Before doing anything else, copy the entries below exactly.

==================================================

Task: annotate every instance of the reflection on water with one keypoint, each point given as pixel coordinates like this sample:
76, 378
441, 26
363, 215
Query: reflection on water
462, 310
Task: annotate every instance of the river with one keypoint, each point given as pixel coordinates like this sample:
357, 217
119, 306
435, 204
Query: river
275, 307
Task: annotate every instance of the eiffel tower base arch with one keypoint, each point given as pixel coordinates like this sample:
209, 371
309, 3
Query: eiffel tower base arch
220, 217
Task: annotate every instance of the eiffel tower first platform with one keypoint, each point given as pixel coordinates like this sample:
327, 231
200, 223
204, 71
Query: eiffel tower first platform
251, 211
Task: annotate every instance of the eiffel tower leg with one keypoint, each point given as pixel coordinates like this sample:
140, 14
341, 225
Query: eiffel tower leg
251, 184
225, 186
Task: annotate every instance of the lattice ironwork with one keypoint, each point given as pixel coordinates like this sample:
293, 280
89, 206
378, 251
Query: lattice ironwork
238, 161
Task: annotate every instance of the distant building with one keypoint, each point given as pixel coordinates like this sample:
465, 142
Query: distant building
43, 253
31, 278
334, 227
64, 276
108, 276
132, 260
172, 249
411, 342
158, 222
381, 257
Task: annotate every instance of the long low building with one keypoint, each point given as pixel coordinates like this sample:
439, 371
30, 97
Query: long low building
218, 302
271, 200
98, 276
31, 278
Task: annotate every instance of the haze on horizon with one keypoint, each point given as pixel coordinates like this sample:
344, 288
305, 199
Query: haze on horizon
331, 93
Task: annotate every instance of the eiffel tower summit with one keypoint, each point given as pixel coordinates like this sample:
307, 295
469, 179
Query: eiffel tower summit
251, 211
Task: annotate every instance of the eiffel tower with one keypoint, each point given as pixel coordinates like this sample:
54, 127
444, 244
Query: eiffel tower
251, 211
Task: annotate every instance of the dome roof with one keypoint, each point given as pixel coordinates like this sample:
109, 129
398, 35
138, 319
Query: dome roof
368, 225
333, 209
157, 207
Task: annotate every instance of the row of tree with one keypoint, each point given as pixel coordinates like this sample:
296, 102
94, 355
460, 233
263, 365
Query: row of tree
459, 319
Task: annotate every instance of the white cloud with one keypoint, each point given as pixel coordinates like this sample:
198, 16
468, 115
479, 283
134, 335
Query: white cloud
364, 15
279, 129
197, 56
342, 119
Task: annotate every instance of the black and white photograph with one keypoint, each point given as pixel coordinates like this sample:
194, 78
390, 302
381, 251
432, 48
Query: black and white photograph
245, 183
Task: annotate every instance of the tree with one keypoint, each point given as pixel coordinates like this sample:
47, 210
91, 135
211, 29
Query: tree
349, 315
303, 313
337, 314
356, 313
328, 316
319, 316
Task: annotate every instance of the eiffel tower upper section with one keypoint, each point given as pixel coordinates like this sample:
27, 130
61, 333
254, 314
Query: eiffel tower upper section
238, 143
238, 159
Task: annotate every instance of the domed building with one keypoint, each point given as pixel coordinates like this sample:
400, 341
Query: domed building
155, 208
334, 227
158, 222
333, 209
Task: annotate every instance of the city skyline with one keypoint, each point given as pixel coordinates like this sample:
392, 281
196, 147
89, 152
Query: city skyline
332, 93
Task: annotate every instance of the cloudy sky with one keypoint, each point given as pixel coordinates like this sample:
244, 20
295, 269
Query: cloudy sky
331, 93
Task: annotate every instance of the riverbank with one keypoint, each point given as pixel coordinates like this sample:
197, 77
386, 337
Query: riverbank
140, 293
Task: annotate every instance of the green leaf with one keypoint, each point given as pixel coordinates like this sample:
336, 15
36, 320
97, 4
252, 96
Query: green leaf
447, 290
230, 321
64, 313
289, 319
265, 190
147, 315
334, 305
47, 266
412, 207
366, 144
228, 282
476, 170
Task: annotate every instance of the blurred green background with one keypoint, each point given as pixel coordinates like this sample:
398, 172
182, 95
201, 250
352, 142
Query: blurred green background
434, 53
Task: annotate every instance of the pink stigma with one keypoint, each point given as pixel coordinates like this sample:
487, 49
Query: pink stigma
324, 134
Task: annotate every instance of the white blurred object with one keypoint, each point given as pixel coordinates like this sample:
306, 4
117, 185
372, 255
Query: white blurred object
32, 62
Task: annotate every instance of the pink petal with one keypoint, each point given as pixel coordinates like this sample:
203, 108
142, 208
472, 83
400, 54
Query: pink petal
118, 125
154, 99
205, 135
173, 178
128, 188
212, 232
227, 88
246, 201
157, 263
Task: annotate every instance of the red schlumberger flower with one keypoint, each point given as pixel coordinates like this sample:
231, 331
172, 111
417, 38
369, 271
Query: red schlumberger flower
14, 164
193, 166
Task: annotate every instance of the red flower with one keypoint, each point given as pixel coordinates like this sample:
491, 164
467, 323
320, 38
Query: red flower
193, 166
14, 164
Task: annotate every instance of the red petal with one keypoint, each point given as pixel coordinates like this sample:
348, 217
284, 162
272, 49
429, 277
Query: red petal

==================================================

ANSWER FOR THIS EXERCISE:
Task: annotate every instance of the reflection on water with one keypoint, each point given as pixel coordinates like this sample:
76, 378
441, 26
363, 215
Query: reflection on water
462, 310
Task: annotate every instance of the river with one keypoint, each point given as pixel coordinates like this sample:
357, 217
119, 306
435, 204
Query: river
275, 307
Task: annotate every instance of the eiffel tower base arch with one keypoint, each point given as pixel coordinates like this sample:
209, 371
309, 3
Query: eiffel tower base arch
220, 217
Task: annotate every instance of the eiffel tower first platform with one keypoint, each point given as pixel coordinates like this sample:
327, 231
200, 223
204, 71
Query: eiffel tower first platform
251, 211
Task: annotate every instance of the eiffel tower leg with one keypoint, each point given as pixel coordinates like this sample:
140, 14
341, 225
Query: eiffel tower leg
251, 184
225, 186
Task: annotate every instance of the lattice ironwork with one keypoint, each point given as pixel coordinates like this sample:
293, 280
89, 206
378, 251
Query: lattice ironwork
238, 161
Task: annotate every instance of the distant building with one keypoint, each point given as pixel coordinates like this sample:
465, 142
Query: distant building
43, 253
31, 278
334, 227
64, 276
108, 276
132, 260
172, 249
411, 342
158, 222
381, 257
Task: annotate every instance of the long low building with one keypoint, each point given as pixel coordinates like this sample:
439, 371
30, 97
Query: long low building
218, 302
271, 200
98, 276
31, 278
Task: annotate every instance of the haze on horizon with one keypoint, each point given as pixel coordinates like this sample:
344, 288
305, 199
Query: haze on horizon
331, 93
Task: annotate every instance of the eiffel tower summit with one keypoint, each point given as pixel coordinates like this sample:
307, 295
469, 179
Query: eiffel tower summit
251, 211
Task: annotate every instance of the eiffel tower with one keypoint, each point given as pixel coordinates like this sample:
54, 127
444, 244
Query: eiffel tower
251, 211
Task: annotate every instance of the dome roof with one keypoint, each point given as pixel coordinates like this sample:
109, 129
398, 35
138, 319
Query: dome roof
368, 225
333, 209
157, 207
Task: annotate every instance of the row of tree with one keypoint, each point given as pixel coordinates like this sample:
296, 102
94, 355
460, 233
263, 365
Query: row of tree
459, 319
Task: annotate every instance of the white cloud with one keypoint, each point given as pixel coordinates like this sample:
198, 16
468, 115
479, 283
134, 335
Query: white cloud
364, 15
279, 129
197, 56
342, 119
Task: annotate every instance of the black and white photograph with one keypoint, each point given as pixel coordinates like this sample:
194, 78
390, 302
381, 251
432, 48
Query: black and white photograph
245, 183
Task: annotate every instance of the tree with one keypoint, each point given as pixel coordinates like this sample:
47, 210
91, 135
211, 29
Query: tree
349, 315
303, 313
337, 314
356, 313
328, 316
319, 316
Task: annotate every instance of the eiffel tower upper section with one keypoint, each point given as pixel coordinates like this sample:
27, 130
61, 333
254, 314
Query: eiffel tower upper section
238, 143
238, 159
Task: annotate every instance of the domed building with one keypoint, each point given as pixel coordinates like this sample:
400, 341
Query: domed building
155, 208
334, 227
158, 222
333, 209
Task: annotate every instance of the city skyline with one keypoint, each point given as pixel coordinates like this sample:
392, 281
196, 147
89, 152
Query: city skyline
332, 93
Task: annotate every instance of the cloudy sky with one keypoint, each point given as pixel coordinates like this sample:
244, 20
295, 269
Query: cloudy sky
331, 93
Task: annotate every instance of the riverbank with one keypoint, each point given as pixel coordinates like this sample:
197, 77
386, 337
Query: riverbank
140, 293
Task: annotate every instance of the green leaf with one keypoint, each point given as pixel coordinates like this sample:
336, 15
36, 320
97, 4
252, 96
Query: green leaf
447, 290
230, 321
64, 313
289, 319
265, 190
147, 315
334, 305
47, 266
412, 207
366, 144
228, 282
476, 170
Task: annotate every instance of the blurred green background with one keypoint, each point given as pixel coordinates like this sample:
398, 172
182, 95
201, 250
352, 142
Query: blurred green background
434, 53
Task: annotate every instance of the pink stigma with one keypoint, each point given as pixel coordinates like this sample:
487, 49
Query: pink stigma
324, 134
Task: annotate every instance of the white blurred object with one keypoint, each point given as pixel coordinates like this sample:
306, 4
117, 185
372, 255
Query: white blurred object
32, 62
Task: annotate every instance of the pink petal with one keypoint, each point given as pixel coordinates like this sample:
203, 108
142, 208
472, 83
400, 54
Query: pink petal
118, 125
154, 99
205, 135
173, 178
128, 188
212, 232
227, 88
246, 201
157, 263
Task: annotate every instance of the red schlumberger flower with one keypoint, each point given as pixel coordinates like this sample:
231, 331
172, 111
417, 38
369, 271
Query: red schlumberger flower
14, 164
193, 166
Task: annotate every instance of the red flower with one keypoint, each point given as pixel coordinates like this sample:
491, 164
467, 323
320, 38
Query: red flower
193, 166
14, 164
Task: annotate every instance of the red petal with one keypoint, each point given as pixel coordinates like this sample:
348, 217
284, 162
272, 49
429, 277
Query: red petal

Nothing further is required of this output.